Reproduce exactly the final portion of the data: every line from the one containing "of the tree" through the last line, inclusive.

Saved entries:

..............................

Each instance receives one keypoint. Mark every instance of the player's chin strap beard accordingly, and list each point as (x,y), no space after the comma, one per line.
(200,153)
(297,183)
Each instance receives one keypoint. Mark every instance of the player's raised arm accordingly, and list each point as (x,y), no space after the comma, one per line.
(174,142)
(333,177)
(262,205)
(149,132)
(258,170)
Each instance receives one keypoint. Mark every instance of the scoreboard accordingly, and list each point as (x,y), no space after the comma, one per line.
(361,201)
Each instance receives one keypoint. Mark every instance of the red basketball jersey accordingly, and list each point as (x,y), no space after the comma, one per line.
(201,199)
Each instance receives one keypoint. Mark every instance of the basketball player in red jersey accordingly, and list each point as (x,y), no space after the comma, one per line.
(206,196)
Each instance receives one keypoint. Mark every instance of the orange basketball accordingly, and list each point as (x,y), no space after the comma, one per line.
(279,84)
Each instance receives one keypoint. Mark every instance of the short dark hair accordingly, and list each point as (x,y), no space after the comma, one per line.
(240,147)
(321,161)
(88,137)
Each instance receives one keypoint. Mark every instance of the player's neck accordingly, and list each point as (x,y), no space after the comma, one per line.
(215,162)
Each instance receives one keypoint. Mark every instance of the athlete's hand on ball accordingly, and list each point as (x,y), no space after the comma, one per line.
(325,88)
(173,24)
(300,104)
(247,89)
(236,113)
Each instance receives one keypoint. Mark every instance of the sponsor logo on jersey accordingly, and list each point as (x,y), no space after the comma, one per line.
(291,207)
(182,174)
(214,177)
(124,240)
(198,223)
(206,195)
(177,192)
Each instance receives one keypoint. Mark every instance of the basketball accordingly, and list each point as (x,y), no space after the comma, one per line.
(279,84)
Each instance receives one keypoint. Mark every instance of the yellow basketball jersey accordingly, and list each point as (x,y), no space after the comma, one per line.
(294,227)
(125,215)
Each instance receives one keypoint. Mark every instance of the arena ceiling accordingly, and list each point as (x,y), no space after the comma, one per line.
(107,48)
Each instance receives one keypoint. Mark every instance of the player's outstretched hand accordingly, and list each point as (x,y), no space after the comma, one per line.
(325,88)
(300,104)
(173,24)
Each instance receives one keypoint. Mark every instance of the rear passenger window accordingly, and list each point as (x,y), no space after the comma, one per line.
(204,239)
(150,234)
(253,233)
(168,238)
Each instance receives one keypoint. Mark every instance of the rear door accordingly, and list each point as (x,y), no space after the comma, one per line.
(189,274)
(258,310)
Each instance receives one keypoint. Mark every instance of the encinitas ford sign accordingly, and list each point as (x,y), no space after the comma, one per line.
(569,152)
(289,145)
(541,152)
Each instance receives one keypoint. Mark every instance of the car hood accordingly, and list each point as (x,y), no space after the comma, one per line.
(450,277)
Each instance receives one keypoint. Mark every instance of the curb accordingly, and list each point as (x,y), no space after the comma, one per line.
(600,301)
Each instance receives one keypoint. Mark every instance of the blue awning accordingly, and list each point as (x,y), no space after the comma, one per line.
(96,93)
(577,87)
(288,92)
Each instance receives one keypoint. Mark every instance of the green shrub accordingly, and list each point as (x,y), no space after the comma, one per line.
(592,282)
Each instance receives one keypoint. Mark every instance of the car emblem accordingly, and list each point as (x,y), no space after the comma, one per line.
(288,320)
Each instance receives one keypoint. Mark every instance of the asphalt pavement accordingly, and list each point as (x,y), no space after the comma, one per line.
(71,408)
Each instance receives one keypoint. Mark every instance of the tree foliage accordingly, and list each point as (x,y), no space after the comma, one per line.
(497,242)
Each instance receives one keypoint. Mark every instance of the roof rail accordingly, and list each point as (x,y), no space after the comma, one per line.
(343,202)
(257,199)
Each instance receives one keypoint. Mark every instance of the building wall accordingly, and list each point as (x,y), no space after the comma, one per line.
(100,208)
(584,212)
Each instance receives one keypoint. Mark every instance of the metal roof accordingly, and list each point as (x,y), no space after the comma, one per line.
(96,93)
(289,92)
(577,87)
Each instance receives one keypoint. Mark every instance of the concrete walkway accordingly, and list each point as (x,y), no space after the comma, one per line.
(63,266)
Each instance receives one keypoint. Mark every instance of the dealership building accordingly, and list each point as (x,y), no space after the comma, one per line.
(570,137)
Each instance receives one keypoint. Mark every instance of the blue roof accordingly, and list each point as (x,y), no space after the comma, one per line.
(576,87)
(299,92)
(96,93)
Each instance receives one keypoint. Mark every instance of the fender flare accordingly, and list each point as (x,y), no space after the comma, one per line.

..............................

- [Output]
Each instance receives one keypoint. Mark every instance of the tree foliage accordingly, and list each point as (x,y), no space after the comma, one per line.
(497,242)
Each instance receives one keypoint. Mark every instance of the roof rail accordingly, and list each point as (x,y), no space after the comma, one per line.
(343,202)
(257,199)
Each instance receives one keypoint. Mark every instance of the building wall accordingly, and list each point as (x,y), no space after the comma, one per line.
(100,208)
(584,212)
Each instance receives one keypoint. Mark every instance of the metal roof accordingly, and list each point as (x,y), no space after the comma, one per line.
(96,93)
(289,92)
(577,87)
Each instance receives one keypoint. Mark every instance of the concrete walkway accordingly, and list each point as (x,y), no space after the comma, one per line.
(63,266)
Each instance receives one keypoint. Mark every instance of the dealership building accordingly, and list each point as (x,y), no space after the comma, one per line.
(570,137)
Each instance receives one keypoint. Mark every instance of the blue roof accordingly, and list each point as (x,y), no space after the comma, one per line.
(576,87)
(299,92)
(96,93)
Each instance receives one keypoint. Mark every instance of the fender flare accordingly, and list each point as (x,y), no space after the comma, one per line.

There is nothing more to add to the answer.